▶ [Stated task 1]:
Rewrite the records starting at their first line and ending at the line that contains "(1167, 488)", both included, replacing "Keep to these rules" with "Follow these rules" and leaving everything else unchanged.

▶ [Selected passage]:

Believe it or not, the inflation rate declined for the first time in seven months, down to 8.26% per April data. However, some areas of the economy, and notably the real estate sector, couldn’t ignore the fact that inflation remains at 40-year highs. Sales for new single-family homes plunged 16.6%, and existing home sales were down for the third straight month as well. May 2022 also set a new high for pain felt at the pump, with US Retail Gas Prices reaching a record $4.73 per gallon.
Short and long-term interest rates increased significantly in May, but yields on all medium-term treasury notes declined. The rate on 1-Month T-Bills nearly doubled over the course of the month to 0.73%, while the 3-Month T-Bill rate surpassed 1% for the first time in over two years, closing out May at 1.16%. Accelerated rate hikes by the Federal Reserve have been the primary driver of short-term interest rates. 20-Year and 30-Year Bonds were both above 3% at May’s end, yielding 3.28% and 3.07% respectively. With the exception of those 30-Year and 20-Year rates, the yield curve became more normalized in May.

▶ [Stated task 2]:
Answer the following from the passage on May 2022 economic conditions:
(a) To what figure did the inflation rate decline per April data?
(b) At what rate did the 3-Month T-Bill close out May?
(c) What was the yield on 20-Year Bonds at May's end?

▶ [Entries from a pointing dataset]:
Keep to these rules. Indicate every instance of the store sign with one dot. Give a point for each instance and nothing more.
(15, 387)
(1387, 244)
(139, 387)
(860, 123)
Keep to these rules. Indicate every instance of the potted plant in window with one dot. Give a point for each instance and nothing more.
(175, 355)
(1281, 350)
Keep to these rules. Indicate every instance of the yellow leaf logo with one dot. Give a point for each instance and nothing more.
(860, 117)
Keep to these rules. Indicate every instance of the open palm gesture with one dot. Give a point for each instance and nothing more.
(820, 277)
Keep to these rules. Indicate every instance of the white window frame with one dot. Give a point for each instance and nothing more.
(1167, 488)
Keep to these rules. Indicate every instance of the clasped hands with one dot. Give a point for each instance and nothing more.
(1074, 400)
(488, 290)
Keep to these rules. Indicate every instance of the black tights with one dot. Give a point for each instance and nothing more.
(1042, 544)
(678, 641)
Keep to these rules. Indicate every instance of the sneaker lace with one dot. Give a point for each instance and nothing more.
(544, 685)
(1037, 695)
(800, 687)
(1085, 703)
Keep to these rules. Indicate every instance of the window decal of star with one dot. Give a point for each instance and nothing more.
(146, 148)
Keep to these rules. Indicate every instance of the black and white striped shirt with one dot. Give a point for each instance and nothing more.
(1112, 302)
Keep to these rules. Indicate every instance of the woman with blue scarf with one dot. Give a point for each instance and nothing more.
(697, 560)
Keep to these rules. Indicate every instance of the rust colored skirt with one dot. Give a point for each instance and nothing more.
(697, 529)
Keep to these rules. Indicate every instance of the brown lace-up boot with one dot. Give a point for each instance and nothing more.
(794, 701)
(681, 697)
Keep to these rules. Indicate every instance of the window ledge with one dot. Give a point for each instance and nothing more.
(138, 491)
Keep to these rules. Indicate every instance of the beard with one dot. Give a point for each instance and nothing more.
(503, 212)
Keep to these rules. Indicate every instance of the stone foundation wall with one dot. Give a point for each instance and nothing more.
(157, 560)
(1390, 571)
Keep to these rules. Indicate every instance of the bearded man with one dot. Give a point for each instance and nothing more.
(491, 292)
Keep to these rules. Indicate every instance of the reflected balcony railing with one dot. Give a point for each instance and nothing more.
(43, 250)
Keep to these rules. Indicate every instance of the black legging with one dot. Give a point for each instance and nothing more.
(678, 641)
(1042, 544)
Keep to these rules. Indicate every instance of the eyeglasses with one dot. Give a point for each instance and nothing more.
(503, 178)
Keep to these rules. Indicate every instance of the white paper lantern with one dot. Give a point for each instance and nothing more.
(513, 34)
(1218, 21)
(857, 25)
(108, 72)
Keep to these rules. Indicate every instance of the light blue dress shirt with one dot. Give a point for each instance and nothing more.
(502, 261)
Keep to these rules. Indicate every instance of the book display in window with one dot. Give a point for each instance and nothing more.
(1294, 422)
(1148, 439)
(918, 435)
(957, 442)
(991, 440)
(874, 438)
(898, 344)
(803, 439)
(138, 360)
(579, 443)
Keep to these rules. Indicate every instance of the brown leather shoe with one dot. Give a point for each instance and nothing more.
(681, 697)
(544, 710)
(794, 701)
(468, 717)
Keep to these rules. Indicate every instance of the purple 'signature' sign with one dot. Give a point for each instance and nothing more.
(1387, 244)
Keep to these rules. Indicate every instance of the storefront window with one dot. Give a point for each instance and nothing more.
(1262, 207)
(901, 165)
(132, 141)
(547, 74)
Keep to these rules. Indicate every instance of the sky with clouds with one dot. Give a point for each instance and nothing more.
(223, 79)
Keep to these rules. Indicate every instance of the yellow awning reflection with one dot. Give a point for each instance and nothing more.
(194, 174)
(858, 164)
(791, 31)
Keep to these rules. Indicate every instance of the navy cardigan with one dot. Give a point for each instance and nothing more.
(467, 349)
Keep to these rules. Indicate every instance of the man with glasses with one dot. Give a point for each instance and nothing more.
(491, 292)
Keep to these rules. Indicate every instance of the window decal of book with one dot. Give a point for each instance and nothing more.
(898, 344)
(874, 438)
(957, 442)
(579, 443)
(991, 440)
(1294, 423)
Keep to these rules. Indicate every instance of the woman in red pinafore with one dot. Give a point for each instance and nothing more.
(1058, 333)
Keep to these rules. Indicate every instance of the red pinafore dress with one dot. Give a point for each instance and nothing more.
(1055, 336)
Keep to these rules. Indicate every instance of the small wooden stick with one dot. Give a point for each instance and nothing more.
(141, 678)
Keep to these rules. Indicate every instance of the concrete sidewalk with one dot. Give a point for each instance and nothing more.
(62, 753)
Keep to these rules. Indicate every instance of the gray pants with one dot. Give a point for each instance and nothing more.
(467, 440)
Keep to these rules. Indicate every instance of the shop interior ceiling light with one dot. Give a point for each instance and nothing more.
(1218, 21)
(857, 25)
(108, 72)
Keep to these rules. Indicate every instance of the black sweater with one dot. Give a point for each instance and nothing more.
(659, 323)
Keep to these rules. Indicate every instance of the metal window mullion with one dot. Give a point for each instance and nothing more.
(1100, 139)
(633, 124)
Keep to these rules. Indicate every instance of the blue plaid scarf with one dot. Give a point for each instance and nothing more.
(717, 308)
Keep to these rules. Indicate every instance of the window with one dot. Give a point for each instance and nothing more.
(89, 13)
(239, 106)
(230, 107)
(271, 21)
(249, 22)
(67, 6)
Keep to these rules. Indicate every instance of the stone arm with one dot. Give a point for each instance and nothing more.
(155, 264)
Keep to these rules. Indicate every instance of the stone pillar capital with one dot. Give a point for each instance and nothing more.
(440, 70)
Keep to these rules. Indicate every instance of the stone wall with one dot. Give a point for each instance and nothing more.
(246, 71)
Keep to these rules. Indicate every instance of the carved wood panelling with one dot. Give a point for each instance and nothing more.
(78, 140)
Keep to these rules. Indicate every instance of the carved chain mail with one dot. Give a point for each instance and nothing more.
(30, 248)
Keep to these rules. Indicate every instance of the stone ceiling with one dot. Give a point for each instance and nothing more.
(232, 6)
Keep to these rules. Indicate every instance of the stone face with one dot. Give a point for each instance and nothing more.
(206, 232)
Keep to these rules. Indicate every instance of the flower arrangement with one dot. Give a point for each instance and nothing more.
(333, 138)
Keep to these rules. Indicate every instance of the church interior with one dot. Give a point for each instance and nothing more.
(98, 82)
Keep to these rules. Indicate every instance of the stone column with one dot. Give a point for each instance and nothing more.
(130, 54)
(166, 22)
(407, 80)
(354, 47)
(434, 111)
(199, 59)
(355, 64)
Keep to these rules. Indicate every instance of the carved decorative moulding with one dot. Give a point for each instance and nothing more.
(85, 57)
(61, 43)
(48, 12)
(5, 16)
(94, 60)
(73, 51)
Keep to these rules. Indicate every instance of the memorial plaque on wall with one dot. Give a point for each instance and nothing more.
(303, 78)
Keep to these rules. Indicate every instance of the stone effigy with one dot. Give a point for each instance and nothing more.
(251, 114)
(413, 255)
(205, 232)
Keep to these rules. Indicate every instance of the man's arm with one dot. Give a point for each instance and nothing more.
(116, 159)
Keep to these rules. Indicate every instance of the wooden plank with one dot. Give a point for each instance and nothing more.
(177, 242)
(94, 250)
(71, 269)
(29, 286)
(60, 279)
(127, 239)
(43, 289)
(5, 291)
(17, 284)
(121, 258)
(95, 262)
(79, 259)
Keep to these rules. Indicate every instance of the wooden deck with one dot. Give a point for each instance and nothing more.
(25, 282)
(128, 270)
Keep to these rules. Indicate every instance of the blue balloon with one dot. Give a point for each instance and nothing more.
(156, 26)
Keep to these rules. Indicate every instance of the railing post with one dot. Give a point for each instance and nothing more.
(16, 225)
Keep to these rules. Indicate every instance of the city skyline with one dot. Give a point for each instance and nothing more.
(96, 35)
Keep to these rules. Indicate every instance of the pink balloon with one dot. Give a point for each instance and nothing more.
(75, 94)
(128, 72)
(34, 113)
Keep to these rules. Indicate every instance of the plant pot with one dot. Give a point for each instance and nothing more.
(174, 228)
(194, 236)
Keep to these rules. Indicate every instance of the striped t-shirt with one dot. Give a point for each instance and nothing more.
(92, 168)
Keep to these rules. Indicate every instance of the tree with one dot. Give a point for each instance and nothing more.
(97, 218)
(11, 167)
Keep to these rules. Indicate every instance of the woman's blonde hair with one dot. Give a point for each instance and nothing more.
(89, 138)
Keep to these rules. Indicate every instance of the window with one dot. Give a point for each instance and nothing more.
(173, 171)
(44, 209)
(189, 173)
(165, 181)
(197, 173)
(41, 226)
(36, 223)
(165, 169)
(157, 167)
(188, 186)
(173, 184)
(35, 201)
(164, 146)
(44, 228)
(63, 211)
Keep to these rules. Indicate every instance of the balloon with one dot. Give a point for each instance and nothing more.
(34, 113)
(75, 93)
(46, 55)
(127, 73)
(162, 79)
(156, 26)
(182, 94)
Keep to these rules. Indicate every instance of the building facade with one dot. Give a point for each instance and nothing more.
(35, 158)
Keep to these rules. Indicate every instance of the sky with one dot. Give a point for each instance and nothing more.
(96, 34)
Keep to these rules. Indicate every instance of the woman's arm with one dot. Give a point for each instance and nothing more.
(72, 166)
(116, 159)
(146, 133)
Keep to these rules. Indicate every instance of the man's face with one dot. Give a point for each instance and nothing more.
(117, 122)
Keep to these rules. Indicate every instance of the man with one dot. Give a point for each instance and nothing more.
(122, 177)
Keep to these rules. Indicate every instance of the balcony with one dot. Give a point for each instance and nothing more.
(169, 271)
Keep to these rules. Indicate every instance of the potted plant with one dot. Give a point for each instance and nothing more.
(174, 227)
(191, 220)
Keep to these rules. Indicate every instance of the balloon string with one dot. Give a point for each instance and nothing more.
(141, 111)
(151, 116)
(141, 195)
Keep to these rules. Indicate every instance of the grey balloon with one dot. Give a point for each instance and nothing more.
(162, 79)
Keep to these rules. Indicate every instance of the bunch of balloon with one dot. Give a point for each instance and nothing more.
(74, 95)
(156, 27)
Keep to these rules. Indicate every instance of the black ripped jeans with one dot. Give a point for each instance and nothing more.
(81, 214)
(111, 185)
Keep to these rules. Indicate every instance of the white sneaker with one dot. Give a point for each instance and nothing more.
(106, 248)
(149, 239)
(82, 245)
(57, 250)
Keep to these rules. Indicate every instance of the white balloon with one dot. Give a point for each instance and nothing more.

▶ [Exercise answer 1]:
Follow these rules. Indicate every instance of the store sign with one dot. Give a point for each instance and nothing more.
(15, 387)
(1387, 244)
(139, 387)
(860, 123)
Follow these rules. Indicate every instance of the potted plant in window with one dot. Give a point for each instance and nothing more.
(175, 355)
(1281, 350)
Follow these rules. Indicate every instance of the yellow leaf logo with one dot. Give a point for each instance and nothing more.
(860, 117)
Follow these rules. Indicate every instance of the open palm gesture with one dot. Give a point for each instance and nothing more.
(820, 277)
Follow these rules. Indicate every instance of the white window frame with one dot. Give a point for each instance and nothing more.
(1167, 488)

▶ [Exercise answer 2]:
(a) 8.26%
(b) 1.16%
(c) 3.28%